The new factory manufactures and sells all 15 of the sets in the main series (GK-NF) of Anchor sets as well as some sets modelling the Michaelis Basilika in Hildesheim and the Brandenburg Gate. They are widely available in Germany, including in the KaDeWe department store in Berlin, and are readily available online. A new series of sets for younger children called Die neue Steinzeit ("the new Stone Age") was introduced in 2012. The sets tend to be expensive, but high-quality; antique sets are just as playable now as when they were originally produced. Sets being produced today are made to the same specifications as the antique ones, so they can be easily integrated. In addition to construction sets, the artificial stone formula has been used to produce simple flat puzzles, such as tangrams.

WHAT YOU WILL DO
Answer these from the passage on Anchor sets:
1. How many sets make up the main series (GK-NF)?
2. In what year did the series Die neue Steinzeit first appear?
3. Which kind of simple flat puzzle is named as made from the artificial stone formula?

DATA EXCERPTS
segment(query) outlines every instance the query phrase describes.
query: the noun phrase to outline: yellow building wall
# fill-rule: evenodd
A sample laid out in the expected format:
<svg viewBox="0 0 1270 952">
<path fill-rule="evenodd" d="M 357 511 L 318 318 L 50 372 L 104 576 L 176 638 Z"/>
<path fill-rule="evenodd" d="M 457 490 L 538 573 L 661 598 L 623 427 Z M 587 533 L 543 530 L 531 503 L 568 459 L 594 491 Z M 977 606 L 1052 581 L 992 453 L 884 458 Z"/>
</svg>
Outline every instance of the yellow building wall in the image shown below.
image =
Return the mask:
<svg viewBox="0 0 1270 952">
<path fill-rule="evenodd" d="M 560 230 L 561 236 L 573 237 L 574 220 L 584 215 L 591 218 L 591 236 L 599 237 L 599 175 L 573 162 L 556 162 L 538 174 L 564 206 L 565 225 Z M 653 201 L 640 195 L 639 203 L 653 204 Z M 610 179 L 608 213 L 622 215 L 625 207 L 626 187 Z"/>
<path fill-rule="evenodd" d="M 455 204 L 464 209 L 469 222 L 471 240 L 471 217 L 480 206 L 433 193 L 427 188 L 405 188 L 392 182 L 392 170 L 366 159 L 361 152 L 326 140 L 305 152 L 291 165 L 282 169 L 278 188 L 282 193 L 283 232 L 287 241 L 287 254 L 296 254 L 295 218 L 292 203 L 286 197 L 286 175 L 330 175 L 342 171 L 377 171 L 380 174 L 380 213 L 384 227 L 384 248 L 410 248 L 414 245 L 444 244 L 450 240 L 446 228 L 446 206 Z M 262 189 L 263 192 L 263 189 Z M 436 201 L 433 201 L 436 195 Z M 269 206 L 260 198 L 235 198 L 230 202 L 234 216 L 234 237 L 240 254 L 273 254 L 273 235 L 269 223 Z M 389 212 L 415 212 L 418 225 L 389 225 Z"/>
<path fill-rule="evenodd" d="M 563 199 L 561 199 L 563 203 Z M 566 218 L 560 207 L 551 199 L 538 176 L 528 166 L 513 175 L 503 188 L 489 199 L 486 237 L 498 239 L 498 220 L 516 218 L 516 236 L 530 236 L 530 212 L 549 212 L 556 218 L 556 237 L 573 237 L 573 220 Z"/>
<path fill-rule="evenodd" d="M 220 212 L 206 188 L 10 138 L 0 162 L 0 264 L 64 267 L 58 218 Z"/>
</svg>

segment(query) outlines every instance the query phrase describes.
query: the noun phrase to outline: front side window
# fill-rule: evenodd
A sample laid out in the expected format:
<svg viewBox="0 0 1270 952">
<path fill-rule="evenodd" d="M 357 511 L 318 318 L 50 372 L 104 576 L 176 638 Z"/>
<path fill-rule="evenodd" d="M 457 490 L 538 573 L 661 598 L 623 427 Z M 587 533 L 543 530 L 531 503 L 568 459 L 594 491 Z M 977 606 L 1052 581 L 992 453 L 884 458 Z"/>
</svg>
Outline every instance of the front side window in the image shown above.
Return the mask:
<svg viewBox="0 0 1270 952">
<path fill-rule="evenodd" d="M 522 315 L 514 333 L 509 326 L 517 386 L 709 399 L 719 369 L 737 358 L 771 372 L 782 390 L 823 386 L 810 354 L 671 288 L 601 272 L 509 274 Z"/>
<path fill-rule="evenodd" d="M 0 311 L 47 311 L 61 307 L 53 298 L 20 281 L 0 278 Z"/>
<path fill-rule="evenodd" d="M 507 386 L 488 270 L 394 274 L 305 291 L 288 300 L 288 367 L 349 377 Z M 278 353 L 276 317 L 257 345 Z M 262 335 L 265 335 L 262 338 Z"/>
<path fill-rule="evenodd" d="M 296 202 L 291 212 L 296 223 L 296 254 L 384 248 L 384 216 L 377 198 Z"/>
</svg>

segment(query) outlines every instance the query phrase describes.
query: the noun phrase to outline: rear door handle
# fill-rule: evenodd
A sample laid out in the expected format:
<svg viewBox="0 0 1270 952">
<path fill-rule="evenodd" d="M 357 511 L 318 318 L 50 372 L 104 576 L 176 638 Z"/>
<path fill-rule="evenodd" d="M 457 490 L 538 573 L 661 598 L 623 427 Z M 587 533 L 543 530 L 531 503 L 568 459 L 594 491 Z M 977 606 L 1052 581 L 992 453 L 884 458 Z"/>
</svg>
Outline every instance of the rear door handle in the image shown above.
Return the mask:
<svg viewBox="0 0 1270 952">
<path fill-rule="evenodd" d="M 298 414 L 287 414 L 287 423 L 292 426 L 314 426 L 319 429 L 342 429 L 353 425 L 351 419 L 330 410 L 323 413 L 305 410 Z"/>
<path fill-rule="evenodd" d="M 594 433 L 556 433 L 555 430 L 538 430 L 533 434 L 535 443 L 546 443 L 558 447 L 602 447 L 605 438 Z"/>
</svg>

RESPONSE TO THIS EXERCISE
1. 15
2. 2012
3. Tangrams